▶ **WHAT YOU SHOULD DO**
According to the text on bladder cancer, in roughly what share of treated patients is intravesical BCG not adequate to prevent relapses or frank resistance?

2. UroToday Home
  3. Clinical Trials
  4. From the Editor
Back to From the Editor Articles    

Finding Substitutes for Intravesical Bacillus Calmette-Guerin (BCG) for High-Risk, Non-Muscle Invasive Bladder Cancer (NMIBC) – What’s Around the Corner?

Non-muscle invasive bladder cancer (NMIBC) is a pesky topic due to high recurrence rates after transurethral resection. Prognostic factors for recurrence include number of tumors, tumor size, prior recurrence, stage, grade, and concurrent carcinoma in situ (CIS).1 Patients with high-risk features have a 60-70% likelihood of recurrence and a 10-45% rate of progression to muscle-invasive bladder cancer over a 5 year period. Intravesical Bacillus Calmette-Guerin (BCG) is the cornerstone of treatment for intermediate and high-risk disease due to its ability to stimulate an immune response that helps prevent tumor recurrence. However, BCG is not adequate to prevent relapses or frank resistance in approximately 50% of treated patients.2 To make matters more challenging, there has been a persistent worldwide shortage of BCG, coupled with increased global demand over recent years. This shortage has spurred efforts on multiple fronts: regulatory and manufacturing solutions to restore BCG supply and clinical research to identify and validate substitute treatments that can safely and effectively replace BCG therapy.

Collected data
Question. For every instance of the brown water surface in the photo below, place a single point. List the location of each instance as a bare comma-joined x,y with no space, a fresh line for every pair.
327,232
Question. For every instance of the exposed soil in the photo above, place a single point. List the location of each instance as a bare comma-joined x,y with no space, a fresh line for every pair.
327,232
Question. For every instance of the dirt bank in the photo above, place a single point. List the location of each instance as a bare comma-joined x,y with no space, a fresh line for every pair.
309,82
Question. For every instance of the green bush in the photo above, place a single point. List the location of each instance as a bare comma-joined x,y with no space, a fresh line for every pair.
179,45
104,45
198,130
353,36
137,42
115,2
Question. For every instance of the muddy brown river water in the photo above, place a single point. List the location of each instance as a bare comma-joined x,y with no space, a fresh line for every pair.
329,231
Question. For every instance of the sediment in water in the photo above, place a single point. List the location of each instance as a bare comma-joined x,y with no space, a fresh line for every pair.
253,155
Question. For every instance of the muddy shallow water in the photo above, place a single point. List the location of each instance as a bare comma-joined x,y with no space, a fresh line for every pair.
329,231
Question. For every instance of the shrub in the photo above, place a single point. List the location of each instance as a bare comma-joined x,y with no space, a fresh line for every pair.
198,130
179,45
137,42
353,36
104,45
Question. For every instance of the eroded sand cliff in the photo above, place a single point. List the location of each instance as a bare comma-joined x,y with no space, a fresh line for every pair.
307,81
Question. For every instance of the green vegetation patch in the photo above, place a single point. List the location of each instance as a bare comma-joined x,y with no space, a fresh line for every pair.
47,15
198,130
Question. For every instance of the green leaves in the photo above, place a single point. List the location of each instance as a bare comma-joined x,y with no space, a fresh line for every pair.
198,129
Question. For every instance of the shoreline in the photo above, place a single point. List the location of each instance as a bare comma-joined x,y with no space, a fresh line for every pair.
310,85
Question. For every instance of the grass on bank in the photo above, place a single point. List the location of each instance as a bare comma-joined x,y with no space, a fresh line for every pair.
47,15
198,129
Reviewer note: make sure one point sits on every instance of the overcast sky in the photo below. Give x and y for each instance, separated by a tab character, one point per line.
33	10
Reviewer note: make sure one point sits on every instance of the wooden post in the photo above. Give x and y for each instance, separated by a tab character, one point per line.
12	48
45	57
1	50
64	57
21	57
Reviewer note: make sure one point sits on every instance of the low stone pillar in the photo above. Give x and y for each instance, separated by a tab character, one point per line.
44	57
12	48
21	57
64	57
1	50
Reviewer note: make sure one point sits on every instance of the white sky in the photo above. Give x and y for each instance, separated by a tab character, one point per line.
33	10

...

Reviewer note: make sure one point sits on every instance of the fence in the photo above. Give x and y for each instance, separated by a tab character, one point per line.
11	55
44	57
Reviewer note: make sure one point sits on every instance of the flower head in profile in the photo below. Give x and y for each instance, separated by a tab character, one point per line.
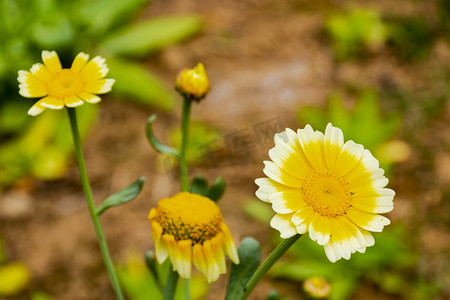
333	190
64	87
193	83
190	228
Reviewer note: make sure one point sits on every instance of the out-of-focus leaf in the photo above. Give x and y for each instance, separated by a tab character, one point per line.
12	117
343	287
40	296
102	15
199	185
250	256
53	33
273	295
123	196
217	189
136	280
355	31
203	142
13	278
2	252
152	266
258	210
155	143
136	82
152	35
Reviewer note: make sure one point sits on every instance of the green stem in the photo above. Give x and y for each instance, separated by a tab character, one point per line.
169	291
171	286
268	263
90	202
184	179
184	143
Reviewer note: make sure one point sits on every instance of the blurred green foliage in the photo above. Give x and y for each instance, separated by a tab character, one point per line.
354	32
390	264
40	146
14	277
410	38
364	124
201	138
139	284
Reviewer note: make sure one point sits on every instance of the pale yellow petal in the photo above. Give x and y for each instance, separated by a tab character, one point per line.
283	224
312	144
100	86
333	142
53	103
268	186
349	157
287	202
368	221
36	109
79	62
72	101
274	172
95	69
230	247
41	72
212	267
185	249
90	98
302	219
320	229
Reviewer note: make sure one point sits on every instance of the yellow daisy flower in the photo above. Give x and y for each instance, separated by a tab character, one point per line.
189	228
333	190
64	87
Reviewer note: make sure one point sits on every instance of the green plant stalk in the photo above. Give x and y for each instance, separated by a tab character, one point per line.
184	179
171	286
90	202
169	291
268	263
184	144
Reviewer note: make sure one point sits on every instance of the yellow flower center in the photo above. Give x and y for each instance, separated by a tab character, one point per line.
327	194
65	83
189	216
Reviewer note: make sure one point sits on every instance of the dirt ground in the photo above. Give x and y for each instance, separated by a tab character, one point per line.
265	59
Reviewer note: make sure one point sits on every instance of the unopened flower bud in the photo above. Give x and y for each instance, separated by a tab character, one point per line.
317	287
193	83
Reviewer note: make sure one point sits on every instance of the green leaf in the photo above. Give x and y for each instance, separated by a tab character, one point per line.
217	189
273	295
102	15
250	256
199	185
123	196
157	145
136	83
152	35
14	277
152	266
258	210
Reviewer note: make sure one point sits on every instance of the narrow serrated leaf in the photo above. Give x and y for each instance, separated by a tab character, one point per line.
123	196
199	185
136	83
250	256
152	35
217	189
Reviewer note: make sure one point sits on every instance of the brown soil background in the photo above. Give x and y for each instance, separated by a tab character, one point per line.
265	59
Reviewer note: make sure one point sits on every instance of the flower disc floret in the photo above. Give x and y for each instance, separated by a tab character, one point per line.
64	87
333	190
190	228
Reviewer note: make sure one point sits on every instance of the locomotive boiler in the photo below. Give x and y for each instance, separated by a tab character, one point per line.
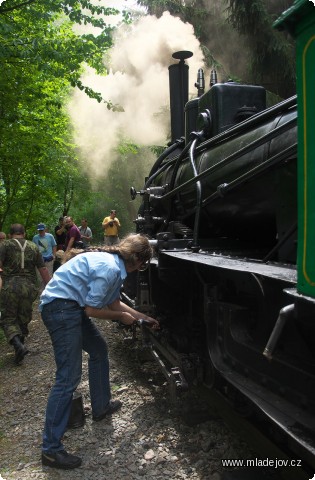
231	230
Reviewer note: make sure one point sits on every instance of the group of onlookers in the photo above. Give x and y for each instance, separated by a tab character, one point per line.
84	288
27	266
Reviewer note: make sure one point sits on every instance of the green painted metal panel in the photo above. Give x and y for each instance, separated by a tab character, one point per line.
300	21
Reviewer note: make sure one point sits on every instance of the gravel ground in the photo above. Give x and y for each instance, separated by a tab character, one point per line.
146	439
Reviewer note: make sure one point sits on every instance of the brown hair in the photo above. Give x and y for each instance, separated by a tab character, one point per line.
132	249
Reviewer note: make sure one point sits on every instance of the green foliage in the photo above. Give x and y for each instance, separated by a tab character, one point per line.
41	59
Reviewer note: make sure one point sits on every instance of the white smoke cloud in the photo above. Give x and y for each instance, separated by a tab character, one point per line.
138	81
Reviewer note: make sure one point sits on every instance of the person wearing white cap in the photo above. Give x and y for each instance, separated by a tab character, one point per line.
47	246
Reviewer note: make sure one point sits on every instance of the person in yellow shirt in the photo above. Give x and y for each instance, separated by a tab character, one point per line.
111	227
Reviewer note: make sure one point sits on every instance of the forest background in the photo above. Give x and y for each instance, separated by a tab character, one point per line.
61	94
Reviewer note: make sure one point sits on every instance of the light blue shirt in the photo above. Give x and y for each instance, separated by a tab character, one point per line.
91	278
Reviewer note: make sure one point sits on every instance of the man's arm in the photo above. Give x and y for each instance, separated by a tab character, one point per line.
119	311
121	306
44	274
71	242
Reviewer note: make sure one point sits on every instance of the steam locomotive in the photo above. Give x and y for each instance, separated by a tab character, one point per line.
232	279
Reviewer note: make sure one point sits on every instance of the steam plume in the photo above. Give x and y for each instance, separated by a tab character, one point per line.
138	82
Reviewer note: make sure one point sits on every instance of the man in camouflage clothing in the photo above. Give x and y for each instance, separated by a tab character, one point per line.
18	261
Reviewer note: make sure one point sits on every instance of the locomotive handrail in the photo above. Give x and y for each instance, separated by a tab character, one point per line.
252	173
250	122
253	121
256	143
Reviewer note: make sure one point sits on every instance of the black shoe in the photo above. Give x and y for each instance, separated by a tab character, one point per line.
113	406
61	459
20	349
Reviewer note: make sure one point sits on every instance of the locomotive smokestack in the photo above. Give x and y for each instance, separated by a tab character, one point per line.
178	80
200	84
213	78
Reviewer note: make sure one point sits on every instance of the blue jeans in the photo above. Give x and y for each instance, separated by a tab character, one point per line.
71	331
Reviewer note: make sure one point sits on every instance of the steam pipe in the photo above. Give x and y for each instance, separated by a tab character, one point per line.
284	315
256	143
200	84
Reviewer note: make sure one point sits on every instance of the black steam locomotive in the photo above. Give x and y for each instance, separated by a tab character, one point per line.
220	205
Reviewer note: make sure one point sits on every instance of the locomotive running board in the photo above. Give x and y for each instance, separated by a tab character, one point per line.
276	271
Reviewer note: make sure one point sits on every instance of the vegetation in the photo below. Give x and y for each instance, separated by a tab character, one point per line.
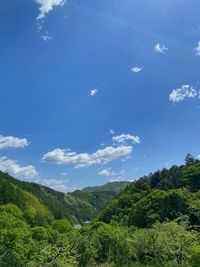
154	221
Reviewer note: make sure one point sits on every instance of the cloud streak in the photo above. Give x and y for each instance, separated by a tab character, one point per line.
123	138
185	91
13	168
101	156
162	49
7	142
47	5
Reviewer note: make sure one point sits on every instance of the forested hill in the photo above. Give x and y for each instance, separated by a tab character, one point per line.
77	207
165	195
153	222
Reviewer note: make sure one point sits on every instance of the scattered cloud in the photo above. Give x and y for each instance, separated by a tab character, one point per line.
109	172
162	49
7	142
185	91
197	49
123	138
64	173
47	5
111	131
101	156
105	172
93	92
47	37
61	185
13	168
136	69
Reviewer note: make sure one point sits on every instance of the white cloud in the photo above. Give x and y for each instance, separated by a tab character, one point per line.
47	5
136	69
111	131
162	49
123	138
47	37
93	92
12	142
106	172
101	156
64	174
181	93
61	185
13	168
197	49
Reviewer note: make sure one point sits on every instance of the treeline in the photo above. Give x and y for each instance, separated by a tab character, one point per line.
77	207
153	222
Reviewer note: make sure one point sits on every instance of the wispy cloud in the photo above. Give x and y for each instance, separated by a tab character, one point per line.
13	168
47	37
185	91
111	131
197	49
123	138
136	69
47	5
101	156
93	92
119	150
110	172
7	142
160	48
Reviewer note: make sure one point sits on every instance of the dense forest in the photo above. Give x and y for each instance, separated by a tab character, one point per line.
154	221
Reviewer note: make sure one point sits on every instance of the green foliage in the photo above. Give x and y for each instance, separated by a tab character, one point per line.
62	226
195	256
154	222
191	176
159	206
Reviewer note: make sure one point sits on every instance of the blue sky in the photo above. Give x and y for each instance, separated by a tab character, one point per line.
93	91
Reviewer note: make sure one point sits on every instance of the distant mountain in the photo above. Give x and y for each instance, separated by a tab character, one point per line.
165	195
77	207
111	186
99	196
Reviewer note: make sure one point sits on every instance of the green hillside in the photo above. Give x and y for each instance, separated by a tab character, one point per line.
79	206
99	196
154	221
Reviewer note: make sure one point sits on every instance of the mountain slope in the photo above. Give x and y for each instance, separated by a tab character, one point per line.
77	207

▶ **OUTPUT FOR THIS EXERCISE**
Approximately 50% of treated patients.